╭─ Texto proporcionado

Ya llevaba un año y medio el Cardenal Pedro Segura y Sáenz viviendo junto a la Basílica de San Pedro, cuando El Castellano, del 27 de junio de 1933, recoge esta hermosa crónica de Antolín Cavada[1], peregrino de la diócesis de Santander que se acerca, con otros cántabros, a saludar al Cardenal español.
La residencia del prelado en el colegio del Santo Oficio. —El chófer toledano de su Eminencia. —El Cardenal recorre las callejuelas de Roma en busca delos hogares pobres. —Las sabatinas en la iglesia de Trastevere. —Recuerdo de España
UNA VISITA AL CARDENAL SEGURA EN ROMA
Seis de la tarde… En la plaza de San Pedro, en este crepúsculo dominical, pasean plácidamente caravanas de gentes de todo el orbe. Junto a las fuentes monumentales, que abren sus abanicos de espumas a los rayos postreros del sol y quiebran la luz en manojos de vistosos colores, unos turistas se entretienen en obtener fotografías.
Frente a nosotros se levanta la mole del colegio del Santo Oficio, donde tiene sus habitaciones particulares el Cardenal Segura. Los montañeses acudimos a la cita con honda emoción, viviendo la suerte de poder saludar al Cardenal antes de abandonar la Ciudad Eterna, camino de la España, tanto más querida cuanto más distante y conturbada.
El ascensor nos deja a la puerta de un piso modesto, frontero al cual tiene también habitaciones privadas el Cardenal Gasparri. Nos franquea la entrada el chófer del cardenal, simpático toledano que no puede ocultar la satisfacción de encontrarse por unos momentos entre un grupo de compatriotas.
Una salita pequeña, ostentando en el lienzo principal el escudo en púrpura del Cardenal Segura, con sus armas y su leyenda bordadas en seda. Debajo, una maqueta reproduciendo el monumento al Corazón de Jesús del Cerro de los Ángeles. Después, otras dos salitas, más reducidas, pulquérrimas, con decoraciones rojas y una sobriedad admirable resplandeciendo sobre la modestia innegable de las estancias.
El Cardenal nos recibe pocos momentos después, con una incontenible emoción patriótica, con una amarga sonrisa en los labios y una cariñosa, efusiva salutación cordial. Le rodeamos sencillamente, familiarmente, a una indicación de su Eminencia, que se siente desvestido de todo protocolo ante la sencillez filial de un puñado de españoles.
Nos habla de su labor en la capital del mundo cristiano, de su apostolado social, de su fervor por las clases humildes, de esta vida ejemplarísima y extraordinaria que tiene para todos tantos aromas de virtud y de santidad. Y él lo hace sencillamente, con tal modestia, que su figura se agranda ante nosotros.

╰─
╭─ Entradas mostradas

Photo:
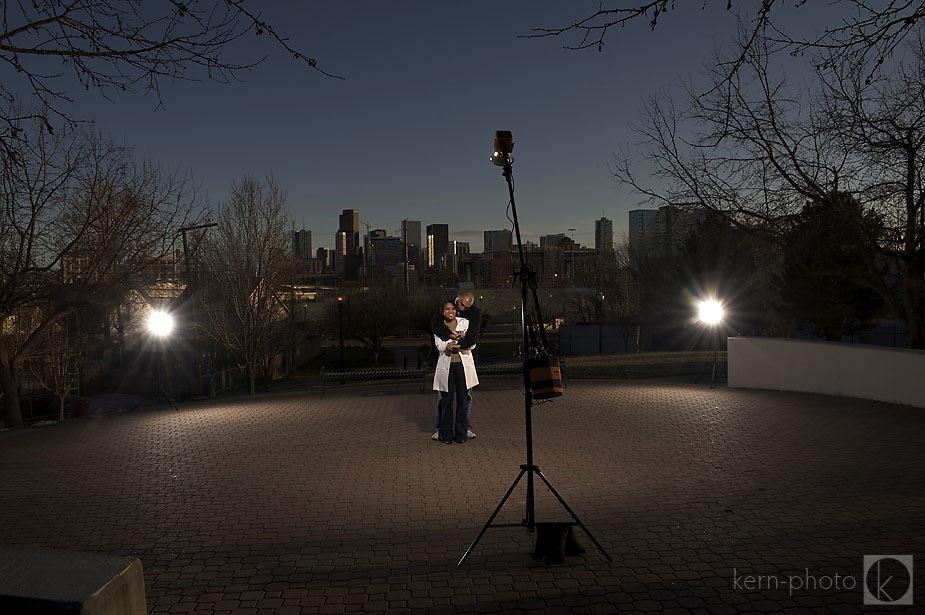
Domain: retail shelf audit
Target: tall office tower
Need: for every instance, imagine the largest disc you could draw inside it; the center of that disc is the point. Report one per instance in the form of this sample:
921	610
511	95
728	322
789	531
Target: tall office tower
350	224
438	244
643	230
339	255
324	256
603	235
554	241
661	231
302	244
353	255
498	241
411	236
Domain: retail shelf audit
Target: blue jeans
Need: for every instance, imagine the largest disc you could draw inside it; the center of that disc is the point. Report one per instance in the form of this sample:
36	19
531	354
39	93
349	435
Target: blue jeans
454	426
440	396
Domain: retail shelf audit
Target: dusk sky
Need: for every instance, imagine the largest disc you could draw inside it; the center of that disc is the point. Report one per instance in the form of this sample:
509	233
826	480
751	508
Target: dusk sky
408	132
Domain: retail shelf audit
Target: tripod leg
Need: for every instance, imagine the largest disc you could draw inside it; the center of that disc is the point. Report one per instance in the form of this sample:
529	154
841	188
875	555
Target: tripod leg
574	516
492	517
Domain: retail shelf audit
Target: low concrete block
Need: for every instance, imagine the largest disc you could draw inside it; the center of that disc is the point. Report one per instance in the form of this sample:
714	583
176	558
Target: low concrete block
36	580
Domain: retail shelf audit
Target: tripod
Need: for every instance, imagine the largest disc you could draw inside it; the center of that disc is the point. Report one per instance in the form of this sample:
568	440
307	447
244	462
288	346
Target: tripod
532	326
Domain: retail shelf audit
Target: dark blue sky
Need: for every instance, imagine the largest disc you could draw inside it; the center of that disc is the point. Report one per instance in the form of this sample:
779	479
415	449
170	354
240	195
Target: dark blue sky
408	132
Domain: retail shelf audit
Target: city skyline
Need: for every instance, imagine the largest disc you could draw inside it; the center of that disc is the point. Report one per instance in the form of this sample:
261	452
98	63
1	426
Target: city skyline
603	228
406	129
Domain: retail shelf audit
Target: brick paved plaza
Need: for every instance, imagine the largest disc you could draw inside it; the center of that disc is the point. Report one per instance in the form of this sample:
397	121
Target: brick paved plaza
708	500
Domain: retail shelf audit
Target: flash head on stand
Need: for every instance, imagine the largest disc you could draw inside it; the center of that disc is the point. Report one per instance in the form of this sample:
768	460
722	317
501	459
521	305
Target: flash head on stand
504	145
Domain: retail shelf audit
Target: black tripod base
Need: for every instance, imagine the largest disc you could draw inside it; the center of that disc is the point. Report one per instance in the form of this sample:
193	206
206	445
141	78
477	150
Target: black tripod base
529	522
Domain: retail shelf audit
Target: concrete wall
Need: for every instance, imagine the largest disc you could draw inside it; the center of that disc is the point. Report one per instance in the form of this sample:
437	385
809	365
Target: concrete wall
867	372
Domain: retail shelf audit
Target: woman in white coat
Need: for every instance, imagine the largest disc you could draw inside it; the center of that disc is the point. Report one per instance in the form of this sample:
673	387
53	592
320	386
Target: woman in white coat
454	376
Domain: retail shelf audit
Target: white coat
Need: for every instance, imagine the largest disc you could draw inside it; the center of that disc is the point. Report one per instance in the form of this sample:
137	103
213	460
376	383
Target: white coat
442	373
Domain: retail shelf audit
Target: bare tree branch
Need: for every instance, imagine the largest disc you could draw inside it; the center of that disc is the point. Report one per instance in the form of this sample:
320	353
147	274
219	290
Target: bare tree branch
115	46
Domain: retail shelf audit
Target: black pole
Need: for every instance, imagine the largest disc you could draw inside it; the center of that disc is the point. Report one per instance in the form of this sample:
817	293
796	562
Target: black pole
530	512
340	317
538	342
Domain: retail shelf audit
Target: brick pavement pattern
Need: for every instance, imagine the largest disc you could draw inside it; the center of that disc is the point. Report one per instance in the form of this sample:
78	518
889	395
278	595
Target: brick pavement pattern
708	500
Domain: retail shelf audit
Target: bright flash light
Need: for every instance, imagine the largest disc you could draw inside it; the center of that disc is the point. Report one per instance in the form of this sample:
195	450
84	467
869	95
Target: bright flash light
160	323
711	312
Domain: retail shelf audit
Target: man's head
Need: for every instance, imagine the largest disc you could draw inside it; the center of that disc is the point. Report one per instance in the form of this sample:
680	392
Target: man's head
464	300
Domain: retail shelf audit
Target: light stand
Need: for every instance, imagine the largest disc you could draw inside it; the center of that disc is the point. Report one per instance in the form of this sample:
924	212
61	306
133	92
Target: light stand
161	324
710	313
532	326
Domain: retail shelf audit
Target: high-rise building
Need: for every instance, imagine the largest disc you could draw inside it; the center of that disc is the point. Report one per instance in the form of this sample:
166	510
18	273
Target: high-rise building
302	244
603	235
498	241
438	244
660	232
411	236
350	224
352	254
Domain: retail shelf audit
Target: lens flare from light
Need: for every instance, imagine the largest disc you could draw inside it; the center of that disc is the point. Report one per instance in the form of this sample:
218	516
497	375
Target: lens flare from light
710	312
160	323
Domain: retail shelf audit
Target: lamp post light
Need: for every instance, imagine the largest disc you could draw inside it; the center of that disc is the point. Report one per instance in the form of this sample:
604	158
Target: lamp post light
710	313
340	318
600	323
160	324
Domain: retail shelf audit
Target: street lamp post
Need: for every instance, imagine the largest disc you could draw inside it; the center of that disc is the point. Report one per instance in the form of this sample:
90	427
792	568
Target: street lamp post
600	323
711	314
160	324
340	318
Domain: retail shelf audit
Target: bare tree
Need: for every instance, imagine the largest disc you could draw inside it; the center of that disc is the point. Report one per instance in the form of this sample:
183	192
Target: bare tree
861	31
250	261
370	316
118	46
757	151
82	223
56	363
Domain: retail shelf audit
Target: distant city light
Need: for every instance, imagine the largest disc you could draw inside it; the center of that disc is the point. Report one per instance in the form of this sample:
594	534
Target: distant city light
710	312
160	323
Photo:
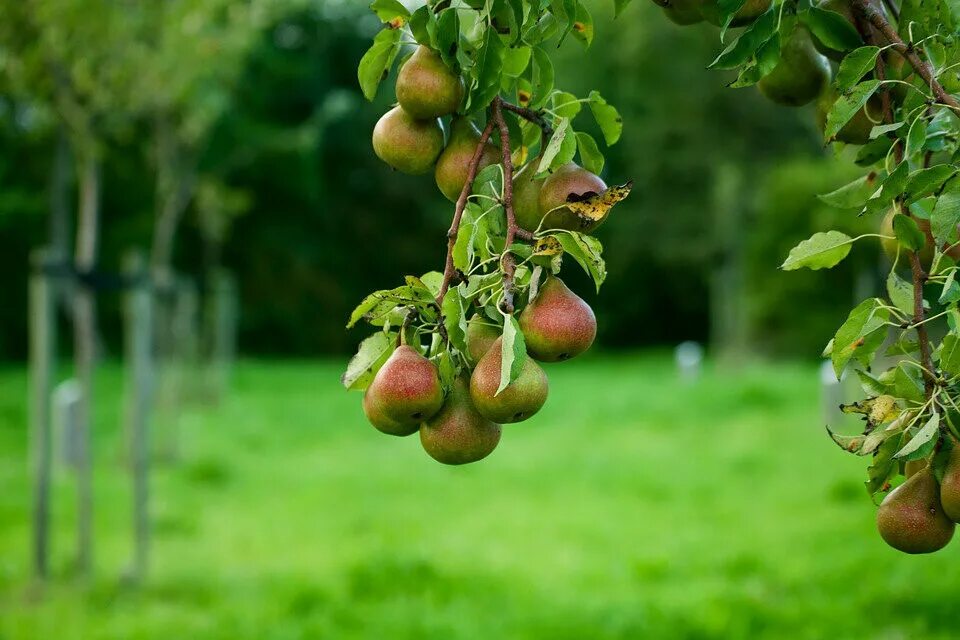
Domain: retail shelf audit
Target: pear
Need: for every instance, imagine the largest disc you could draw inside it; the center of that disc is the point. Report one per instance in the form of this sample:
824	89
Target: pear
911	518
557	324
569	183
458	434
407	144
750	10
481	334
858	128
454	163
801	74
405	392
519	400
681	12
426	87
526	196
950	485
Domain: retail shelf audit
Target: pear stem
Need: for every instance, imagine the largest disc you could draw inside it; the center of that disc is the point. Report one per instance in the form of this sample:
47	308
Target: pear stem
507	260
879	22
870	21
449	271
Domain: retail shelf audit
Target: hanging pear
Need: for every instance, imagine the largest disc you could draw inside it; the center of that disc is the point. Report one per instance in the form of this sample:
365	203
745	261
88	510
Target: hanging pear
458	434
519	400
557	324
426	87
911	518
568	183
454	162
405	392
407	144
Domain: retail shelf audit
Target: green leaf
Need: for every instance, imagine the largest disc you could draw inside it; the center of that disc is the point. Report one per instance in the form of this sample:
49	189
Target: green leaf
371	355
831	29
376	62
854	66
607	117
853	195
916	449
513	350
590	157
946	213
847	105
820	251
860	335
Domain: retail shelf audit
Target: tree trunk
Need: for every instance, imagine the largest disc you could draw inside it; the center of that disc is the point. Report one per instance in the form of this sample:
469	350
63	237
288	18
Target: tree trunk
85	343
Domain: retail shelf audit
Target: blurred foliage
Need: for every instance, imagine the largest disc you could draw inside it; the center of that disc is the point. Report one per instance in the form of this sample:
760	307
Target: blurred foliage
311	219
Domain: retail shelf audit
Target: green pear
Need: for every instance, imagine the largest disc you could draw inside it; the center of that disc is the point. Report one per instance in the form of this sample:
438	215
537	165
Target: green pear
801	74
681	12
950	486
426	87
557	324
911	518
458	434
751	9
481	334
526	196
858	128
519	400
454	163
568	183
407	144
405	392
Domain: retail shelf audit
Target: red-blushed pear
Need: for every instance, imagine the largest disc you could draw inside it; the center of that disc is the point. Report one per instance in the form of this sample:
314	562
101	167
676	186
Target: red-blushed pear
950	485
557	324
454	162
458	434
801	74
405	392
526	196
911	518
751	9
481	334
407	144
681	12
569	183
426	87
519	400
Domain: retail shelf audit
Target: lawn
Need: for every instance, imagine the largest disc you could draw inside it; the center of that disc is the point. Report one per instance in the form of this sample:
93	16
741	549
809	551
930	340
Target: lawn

╰─

Instrucciones de tareas ▸
1. Reescribe en forma de lista el párrafo de la crónica sobre el Cardenal Segura que empieza con "Una salita pequeña", sin perder sus datos principales.
2. Según la crónica sobre el Cardenal Segura, ¿de qué temas habla el Cardenal a sus visitantes? Enuméralos todos.
3. ¿En qué fecha publicó El Castellano la crónica sobre el Cardenal Segura?

Soluciones por tarea ▸
1.
- Una salita pequeña tiene en el lienzo principal el escudo en púrpura del Cardenal Segura, con sus armas y su leyenda bordadas en seda.
- Debajo del escudo hay una maqueta del monumento al Corazón de Jesús del Cerro de los Ángeles.
- Después vienen otras dos salitas, más reducidas y muy limpias.
- Estas salitas tienen decoraciones rojas y una sobriedad admirable, a pesar de la modestia de las estancias.

2.
- Su labor en la capital del mundo cristiano
- Su apostolado social
- Su fervor por las clases humildes
- Su vida ejemplarísima y extraordinaria

3. El 27 de junio de 1933.